* Problem statement *
The records should be restated exactly from their first line through the line with "negative clicks: (162, 152) (173, 158)" in it.

[[ Listed entries open ]]

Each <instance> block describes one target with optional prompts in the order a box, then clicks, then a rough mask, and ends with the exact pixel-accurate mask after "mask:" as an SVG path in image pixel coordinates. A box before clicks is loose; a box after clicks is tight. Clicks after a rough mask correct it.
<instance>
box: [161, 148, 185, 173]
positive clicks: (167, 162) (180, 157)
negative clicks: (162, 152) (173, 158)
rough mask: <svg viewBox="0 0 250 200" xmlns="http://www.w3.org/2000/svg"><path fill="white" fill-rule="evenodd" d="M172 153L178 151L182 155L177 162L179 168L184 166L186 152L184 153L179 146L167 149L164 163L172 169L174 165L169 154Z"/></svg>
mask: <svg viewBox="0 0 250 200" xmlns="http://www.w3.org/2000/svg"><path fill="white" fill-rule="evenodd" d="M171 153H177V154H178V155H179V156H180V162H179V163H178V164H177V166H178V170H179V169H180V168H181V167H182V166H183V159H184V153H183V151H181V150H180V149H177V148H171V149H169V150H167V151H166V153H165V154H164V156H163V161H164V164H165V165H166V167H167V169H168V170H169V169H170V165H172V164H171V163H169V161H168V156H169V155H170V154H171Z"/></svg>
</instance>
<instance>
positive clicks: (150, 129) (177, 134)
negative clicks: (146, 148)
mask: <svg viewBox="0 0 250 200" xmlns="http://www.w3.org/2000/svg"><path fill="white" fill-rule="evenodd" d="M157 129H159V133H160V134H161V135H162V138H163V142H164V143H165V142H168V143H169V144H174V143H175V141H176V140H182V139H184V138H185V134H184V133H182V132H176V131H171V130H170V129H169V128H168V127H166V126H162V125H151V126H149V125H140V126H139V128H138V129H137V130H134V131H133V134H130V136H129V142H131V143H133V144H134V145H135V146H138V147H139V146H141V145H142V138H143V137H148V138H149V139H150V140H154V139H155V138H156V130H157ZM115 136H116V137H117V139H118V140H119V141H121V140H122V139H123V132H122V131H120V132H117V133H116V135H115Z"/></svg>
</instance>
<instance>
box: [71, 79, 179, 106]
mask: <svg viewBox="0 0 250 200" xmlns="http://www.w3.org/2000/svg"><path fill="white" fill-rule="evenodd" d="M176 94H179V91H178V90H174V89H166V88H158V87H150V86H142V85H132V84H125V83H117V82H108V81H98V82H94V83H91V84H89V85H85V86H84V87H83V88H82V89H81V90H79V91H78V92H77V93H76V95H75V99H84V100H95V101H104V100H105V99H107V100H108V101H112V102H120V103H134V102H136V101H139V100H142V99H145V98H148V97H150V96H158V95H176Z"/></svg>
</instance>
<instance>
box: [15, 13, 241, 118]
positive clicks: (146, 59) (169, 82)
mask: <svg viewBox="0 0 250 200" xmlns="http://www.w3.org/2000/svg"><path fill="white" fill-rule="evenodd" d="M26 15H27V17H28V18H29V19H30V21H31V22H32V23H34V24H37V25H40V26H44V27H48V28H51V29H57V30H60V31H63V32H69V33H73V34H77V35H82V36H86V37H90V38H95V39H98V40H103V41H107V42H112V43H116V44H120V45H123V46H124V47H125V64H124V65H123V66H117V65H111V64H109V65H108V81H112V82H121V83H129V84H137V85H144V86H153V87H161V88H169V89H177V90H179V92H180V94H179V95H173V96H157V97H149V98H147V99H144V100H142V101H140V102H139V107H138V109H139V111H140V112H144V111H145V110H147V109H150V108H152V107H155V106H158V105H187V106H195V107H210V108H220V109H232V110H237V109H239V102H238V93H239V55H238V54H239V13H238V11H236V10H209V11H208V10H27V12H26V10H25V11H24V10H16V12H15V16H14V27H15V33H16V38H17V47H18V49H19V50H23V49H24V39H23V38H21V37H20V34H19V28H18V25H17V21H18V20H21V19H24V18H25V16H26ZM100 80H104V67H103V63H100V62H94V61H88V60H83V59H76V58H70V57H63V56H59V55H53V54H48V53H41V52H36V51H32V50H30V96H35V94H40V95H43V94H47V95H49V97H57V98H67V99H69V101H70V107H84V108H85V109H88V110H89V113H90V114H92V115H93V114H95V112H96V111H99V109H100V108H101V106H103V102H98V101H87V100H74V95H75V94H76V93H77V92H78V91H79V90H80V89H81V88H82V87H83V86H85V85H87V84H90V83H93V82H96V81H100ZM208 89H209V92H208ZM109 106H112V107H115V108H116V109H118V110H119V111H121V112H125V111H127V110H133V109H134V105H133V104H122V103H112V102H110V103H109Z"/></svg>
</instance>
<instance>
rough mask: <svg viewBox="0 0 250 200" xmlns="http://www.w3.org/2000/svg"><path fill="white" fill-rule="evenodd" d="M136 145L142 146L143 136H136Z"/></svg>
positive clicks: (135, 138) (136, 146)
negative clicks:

[[ Listed entries closed ]]

* Response to the task *
Each <instance> block describes one target with optional prompts in the order a box, then clicks, then a rough mask, and ends with the exact pixel-accurate mask after "mask:" as an SVG path in image pixel coordinates. A box before clicks is loose; a box after clicks is tight. Clicks after a rough mask correct it.
<instance>
box: [161, 148, 185, 173]
positive clicks: (167, 162) (180, 157)
negative clicks: (162, 152) (173, 158)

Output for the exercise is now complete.